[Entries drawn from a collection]
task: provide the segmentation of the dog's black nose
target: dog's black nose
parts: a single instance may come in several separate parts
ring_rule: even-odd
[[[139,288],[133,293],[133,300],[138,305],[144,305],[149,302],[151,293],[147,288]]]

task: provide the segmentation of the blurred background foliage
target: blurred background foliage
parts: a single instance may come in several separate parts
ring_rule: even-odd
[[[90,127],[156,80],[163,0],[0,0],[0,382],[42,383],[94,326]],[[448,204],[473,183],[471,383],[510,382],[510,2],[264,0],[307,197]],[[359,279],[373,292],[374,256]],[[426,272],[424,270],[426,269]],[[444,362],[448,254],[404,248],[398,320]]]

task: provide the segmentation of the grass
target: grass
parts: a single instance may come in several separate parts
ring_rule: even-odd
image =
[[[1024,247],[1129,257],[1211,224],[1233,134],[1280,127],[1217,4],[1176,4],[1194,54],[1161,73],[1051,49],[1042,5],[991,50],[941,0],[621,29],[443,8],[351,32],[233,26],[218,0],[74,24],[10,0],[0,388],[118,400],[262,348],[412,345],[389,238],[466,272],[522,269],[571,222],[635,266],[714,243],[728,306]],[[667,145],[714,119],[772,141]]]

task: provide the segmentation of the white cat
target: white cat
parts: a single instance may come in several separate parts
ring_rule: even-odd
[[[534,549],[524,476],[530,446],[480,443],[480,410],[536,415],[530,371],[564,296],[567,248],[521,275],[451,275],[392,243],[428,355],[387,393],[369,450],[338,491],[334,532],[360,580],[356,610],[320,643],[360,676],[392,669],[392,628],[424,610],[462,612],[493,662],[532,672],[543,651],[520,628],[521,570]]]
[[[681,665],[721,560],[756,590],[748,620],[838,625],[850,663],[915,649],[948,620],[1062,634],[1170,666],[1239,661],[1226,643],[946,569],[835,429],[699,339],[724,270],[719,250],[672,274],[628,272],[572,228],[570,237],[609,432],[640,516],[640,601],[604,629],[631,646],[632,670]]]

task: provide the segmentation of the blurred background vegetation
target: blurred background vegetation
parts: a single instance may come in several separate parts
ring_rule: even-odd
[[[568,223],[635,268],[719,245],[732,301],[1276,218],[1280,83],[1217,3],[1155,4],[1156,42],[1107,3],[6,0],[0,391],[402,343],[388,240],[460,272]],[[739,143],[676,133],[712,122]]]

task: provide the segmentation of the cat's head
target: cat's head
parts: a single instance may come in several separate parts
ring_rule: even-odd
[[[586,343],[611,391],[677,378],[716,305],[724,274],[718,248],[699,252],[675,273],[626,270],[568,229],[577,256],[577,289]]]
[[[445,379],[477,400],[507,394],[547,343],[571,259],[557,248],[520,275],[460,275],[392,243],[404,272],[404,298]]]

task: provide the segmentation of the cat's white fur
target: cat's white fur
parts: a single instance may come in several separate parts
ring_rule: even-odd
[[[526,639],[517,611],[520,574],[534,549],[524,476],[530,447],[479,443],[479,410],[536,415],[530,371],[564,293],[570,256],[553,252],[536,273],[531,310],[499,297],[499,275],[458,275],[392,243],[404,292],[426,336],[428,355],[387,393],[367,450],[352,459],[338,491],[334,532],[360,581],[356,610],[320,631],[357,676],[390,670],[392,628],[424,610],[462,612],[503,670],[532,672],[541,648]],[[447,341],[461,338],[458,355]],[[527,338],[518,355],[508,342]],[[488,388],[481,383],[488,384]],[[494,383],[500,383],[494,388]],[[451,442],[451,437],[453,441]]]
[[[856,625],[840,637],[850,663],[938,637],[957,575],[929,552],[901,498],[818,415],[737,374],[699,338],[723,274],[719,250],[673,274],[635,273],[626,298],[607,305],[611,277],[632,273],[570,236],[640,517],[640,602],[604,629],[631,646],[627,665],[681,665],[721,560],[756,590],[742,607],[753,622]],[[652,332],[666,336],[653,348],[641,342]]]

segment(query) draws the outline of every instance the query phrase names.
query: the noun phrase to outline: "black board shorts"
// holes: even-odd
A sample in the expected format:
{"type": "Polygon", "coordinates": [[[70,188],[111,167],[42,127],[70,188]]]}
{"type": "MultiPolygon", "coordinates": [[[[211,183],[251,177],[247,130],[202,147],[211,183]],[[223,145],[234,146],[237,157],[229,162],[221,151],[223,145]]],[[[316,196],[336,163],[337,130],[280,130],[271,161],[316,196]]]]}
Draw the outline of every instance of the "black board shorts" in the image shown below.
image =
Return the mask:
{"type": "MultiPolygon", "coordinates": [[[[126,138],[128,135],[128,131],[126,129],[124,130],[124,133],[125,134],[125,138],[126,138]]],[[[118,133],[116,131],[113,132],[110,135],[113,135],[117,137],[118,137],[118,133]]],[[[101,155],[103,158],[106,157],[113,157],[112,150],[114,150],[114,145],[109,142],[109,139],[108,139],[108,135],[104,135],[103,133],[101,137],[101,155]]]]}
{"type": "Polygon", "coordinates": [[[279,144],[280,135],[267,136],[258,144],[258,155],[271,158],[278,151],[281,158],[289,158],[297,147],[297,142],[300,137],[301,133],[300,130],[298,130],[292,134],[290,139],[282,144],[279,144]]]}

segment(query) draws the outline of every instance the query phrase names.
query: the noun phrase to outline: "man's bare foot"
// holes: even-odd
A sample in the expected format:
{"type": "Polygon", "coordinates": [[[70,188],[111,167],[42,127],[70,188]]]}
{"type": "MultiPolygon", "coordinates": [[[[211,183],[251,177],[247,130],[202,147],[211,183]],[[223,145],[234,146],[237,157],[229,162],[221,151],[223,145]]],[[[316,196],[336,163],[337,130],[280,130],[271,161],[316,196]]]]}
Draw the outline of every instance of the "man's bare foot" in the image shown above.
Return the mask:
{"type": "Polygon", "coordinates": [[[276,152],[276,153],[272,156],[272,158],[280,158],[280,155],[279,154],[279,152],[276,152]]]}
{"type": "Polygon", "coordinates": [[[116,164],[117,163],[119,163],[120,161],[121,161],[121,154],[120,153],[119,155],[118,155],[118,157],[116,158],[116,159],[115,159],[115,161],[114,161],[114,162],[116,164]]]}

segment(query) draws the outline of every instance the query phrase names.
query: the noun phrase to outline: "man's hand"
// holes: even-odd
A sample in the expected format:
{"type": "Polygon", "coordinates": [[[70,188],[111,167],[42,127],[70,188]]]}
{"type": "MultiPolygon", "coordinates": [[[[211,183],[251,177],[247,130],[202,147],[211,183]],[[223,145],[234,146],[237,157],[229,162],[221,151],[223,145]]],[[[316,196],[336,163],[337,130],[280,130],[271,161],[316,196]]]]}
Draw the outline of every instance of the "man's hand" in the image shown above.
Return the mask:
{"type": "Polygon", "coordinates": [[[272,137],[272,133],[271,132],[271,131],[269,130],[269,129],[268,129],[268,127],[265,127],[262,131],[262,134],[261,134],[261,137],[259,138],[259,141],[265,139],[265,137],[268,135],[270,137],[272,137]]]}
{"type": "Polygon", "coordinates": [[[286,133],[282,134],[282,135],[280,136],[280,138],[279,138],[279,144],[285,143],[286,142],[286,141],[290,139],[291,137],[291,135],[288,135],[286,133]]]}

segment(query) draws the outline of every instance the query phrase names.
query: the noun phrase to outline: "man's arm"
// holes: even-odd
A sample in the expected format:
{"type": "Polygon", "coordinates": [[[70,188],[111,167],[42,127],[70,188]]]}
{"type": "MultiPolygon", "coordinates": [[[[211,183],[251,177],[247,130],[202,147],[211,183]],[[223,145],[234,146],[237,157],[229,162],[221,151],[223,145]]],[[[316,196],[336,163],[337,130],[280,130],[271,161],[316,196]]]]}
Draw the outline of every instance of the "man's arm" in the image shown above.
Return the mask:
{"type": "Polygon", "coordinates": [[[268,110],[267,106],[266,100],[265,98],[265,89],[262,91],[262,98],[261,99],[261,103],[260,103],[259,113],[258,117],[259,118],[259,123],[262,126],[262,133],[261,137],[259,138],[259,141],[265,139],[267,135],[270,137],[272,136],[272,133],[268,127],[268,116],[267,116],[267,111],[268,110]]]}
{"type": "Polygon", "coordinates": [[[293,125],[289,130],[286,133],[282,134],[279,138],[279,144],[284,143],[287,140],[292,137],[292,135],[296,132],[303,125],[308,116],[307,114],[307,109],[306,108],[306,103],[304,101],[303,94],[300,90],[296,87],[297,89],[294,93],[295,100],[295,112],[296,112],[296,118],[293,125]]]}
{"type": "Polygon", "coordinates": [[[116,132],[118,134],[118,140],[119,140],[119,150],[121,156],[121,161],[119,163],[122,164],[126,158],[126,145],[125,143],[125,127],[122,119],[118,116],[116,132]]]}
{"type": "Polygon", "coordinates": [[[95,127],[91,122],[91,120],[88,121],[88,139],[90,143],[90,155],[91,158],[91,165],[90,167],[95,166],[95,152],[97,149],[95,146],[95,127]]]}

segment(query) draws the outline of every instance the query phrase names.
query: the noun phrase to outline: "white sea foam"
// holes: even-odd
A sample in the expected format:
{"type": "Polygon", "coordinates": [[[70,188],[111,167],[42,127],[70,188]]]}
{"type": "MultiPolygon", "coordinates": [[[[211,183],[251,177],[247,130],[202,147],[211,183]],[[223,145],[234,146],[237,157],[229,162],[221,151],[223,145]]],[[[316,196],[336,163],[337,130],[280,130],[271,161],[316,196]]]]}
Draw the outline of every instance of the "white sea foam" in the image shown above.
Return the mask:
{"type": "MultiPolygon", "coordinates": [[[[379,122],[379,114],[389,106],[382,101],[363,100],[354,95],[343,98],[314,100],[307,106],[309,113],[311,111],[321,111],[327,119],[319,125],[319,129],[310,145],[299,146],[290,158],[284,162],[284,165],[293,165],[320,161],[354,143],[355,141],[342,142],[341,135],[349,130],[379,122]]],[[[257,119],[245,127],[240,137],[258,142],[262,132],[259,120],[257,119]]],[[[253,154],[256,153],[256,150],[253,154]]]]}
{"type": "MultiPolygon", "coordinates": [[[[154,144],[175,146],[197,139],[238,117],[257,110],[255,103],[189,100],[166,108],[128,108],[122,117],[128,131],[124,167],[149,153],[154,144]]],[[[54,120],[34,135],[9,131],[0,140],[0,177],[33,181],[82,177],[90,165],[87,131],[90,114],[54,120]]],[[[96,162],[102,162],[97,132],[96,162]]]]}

**Exercise aim**
Pick out and copy each line of the rows above that contains the string "head". Case counts.

**Solution to this task**
task: provide the segmentation of the cat's head
target: cat's head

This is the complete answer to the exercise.